**WHAT THE TASK REQUIRES**. Take the line with "for the grass." and all lines after it, through the end of the records below, and repeat them exactly.

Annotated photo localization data
----------
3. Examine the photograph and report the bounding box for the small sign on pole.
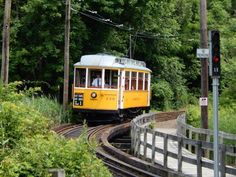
[196,48,209,58]
[199,97,208,106]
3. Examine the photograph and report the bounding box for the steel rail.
[87,124,161,177]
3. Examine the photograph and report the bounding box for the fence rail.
[131,112,236,177]
[177,114,236,157]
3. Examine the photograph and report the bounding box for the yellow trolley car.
[72,53,151,120]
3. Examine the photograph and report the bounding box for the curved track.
[53,120,179,177]
[87,123,162,177]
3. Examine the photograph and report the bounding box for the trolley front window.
[105,70,118,89]
[75,68,86,87]
[89,69,102,88]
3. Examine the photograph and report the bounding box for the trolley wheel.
[118,115,124,123]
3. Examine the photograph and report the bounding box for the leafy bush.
[151,80,174,110]
[151,78,189,111]
[0,82,25,103]
[0,81,68,124]
[0,82,111,176]
[186,104,201,128]
[0,134,112,177]
[0,101,51,149]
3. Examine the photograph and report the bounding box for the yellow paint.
[73,88,118,110]
[123,69,150,73]
[123,91,149,108]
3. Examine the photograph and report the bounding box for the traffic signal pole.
[209,30,221,177]
[213,76,219,177]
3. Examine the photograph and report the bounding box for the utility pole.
[1,0,12,85]
[129,26,132,58]
[63,0,71,111]
[129,33,132,58]
[200,0,208,129]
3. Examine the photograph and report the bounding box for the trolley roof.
[74,54,151,72]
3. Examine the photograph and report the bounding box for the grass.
[187,100,236,136]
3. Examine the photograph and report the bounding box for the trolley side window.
[138,72,144,90]
[144,73,149,90]
[131,72,137,90]
[125,71,130,90]
[75,68,86,87]
[88,69,102,88]
[105,70,118,89]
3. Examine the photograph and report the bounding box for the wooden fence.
[177,114,236,159]
[131,112,236,177]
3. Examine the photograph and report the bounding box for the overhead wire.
----------
**YOUR SOLUTION**.
3. Examine the photograph and report the bounding box for the grass.
[187,100,236,136]
3. Examine the photograph and report the bounding box for the trolley side window.
[138,72,144,90]
[144,73,149,90]
[131,72,137,90]
[125,71,130,90]
[75,68,86,87]
[88,69,102,88]
[105,70,118,89]
3. Examine the photograph and report the bounding box for the wooden fence.
[177,114,236,159]
[131,112,236,177]
3. Examine the photograph and report the bounding box for the overhead wire.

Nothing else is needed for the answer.